[QUOTED TEXT start]

An effectual addition is an addition of axiom α from Oi to Oi
+1 if α is not asserted and not entailed in Oi and it is
asserted and entailed in Oi +1. Effectual removals of β from Oi
to Oi +1 if β is asserted and entailed in Oi and it is
not asserted and not entailed in Oi +1(it is removed from the asserted
and from the entailment sets for Oi +1). Ineffectual removals and
additions are those additions and removals that only take place on the asserted
set and not in the entailment set. In my presentation, I am not stating that
ineffectual removals are faults. As you pointed out in the discussion, there
could be many practical reasons for axioms to appear only in the entailment set
and not in the asserted ontology. What I am highlighting in my presentation is
that we find axioms through out the life of the ontology that enter, exit, and
re-enter the ontology in different versions unchanged. It is in this entry/exit/re-entry cycles that we find
patterns in the type of additions and removals, which help us to further
classify the cycles into indicating and suggesting faults in the sequence of
changes due to their effectual and ineffectual editing events. In the
presentation slides 29, 30, 31 you can see the different patterns of
entry/exit/re-entry and their effectual and ineffectual patterns. As an
example, we say that the presence of an axiom has an indication of faults in
the sequence of change if it is effectually added to the ontology in version 1,
then it is ineffectually removed in versions 4, then in version 5 it’s effectually
removed, yet it appears again in version 7 unchanged through and effectual
addition only to remain until version 10 where it is effectually removed. The
fact that this axiom enters the ontology in version 1 and in version 7
unchanged shows that there is a regression in the content of the ontology for
this axiom from version 7 to version 1. It also indicates that the first
removal was done in two separate stages, an ineffectual removal in version 4,
and an effectual removal in version 5, which suggests that the intent is for
this axiom to be completely removed from the ontology. Its reappearance in
version 7 suggest that the first removal could be a fault (an unintended
action) and it was ‘fixed’ in version 7. Or that the addition in version 1 and
removal in version 5 was intended but the re-introduction in version 7 is a
fault. From the ontology data itself we cannot say which one is the fault, but
we can point out to developers and domain experts these axiomatic content ‘regressions’ through out the life of the ontology. The study of axioms life span (how long does an axiom exist in an ontology) helps us identify these
content regression sequences and their patterns. Doug’s question is: “could these changes be
a result of different users having different ideas of what the terms (should)

[QUOTED TEXT end]

# TASKS TO PERFORM:
1. Translate the following sentence from the passage on ontology axiom changes into Spanish: "In my presentation, I am not stating that ineffectual removals are faults."
2. According to the passage on ontology axiom changes, in which set do ineffectual removals and additions take place?

[SUPPLIED RECORDS start]

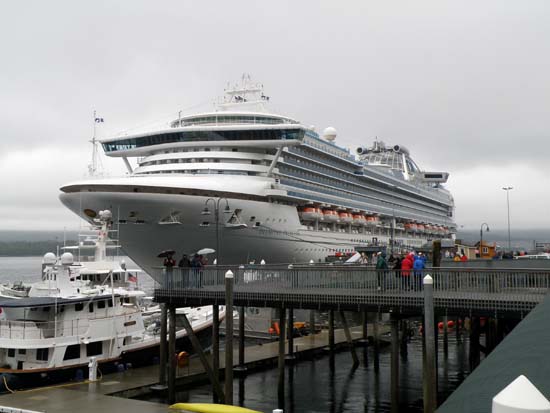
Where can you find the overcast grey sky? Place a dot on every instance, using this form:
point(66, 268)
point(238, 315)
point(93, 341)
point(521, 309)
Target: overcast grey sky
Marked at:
point(465, 85)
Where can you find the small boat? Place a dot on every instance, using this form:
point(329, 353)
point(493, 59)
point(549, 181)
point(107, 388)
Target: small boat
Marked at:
point(359, 219)
point(310, 213)
point(372, 220)
point(345, 217)
point(76, 312)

[SUPPLIED RECORDS end]

# ANSWERS TO THE EXERCISE:
1. En mi presentación, no afirmo que las eliminaciones ineficaces sean fallos.

2. They take place only in the asserted set, not in the entailment set.